____ Source passage
Peace has finally been brokered in a long-standing argument between two schools of thought in statistical science.
Research from Deep Mukhopadhyay, professor of statistical science, and Douglas Fletcher, a PhD student, was accepted for publication in Scientific Reports, a journal by Nature Research. Their research marks a significant step towards bridging the “gap” between two different schools of thought in statistical data modeling that has plagued statisticians for over 250 years.
“There are two branches of statistics: Bayesian and Frequentist,” says Mukhopadhyay. “There is a deep-seeded division, conceptually and operationally, between them.” The fundamental difference is the way they process and analyze the data. Bayesian statistics incorporates external domain-knowledge into data analysis via so-called “prior” distribution.
________
Description of the task
Extend the article on bridging Bayesian and Frequentist statistics, starting after its final sentence. These lines have nothing to do with the article.
____ Given information
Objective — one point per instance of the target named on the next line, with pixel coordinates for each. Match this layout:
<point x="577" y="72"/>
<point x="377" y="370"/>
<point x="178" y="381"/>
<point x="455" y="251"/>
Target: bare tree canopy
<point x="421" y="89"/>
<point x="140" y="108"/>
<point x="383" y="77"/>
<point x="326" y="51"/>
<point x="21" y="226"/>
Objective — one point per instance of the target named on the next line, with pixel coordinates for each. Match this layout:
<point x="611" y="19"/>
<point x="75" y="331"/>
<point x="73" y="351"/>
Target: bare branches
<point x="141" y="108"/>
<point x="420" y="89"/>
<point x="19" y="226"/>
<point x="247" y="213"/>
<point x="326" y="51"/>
________
Output of the exercise
Subhadeep Mukhopadhyay
“Frequentists view ‘prior’ as a weakness that can hamper scientific objectivity and can corrupt the final statistical inference,” says Mukhopadhyay. “I could come up with ten different kinds of ‘prior’ if I asked ten different experts. Bayesians, however, view it as a strength to include relevant domain-knowledge into the data analysis.” This has been a disagreement in statistics over the last 250 years.
So, which camp is right? “In fact, both are absolutely right,” says Mukhopadhyay. In their paper, they argued that a better question to ask is, how can we develop a mechanism that incorporates relevant expert-knowledge without sacrificing the scientific objectivity?
The answer, Mukhopadhyay says, can ultimately help design artificial intelligence capable of simultaneously learning from both data and expert knowledge—a holy grail problem of 21st Century statistics and AI.
“The science of data analysis must include domain experts’ prior scientific knowledge in a systematic and principled manner,” Mukhopadhyay says. Their paper presents Statistical rules to judiciously blend data with domain-knowledge, developing a dependable and defensible workflow.
“That is where our breakthrough lies,” says Mukhopadhyay. “It creates a much more refined ‘prior,’ which incorporates the scientist’s knowledge and respects the data, so it’s a compromise between your domain expertise and what the data is telling me.”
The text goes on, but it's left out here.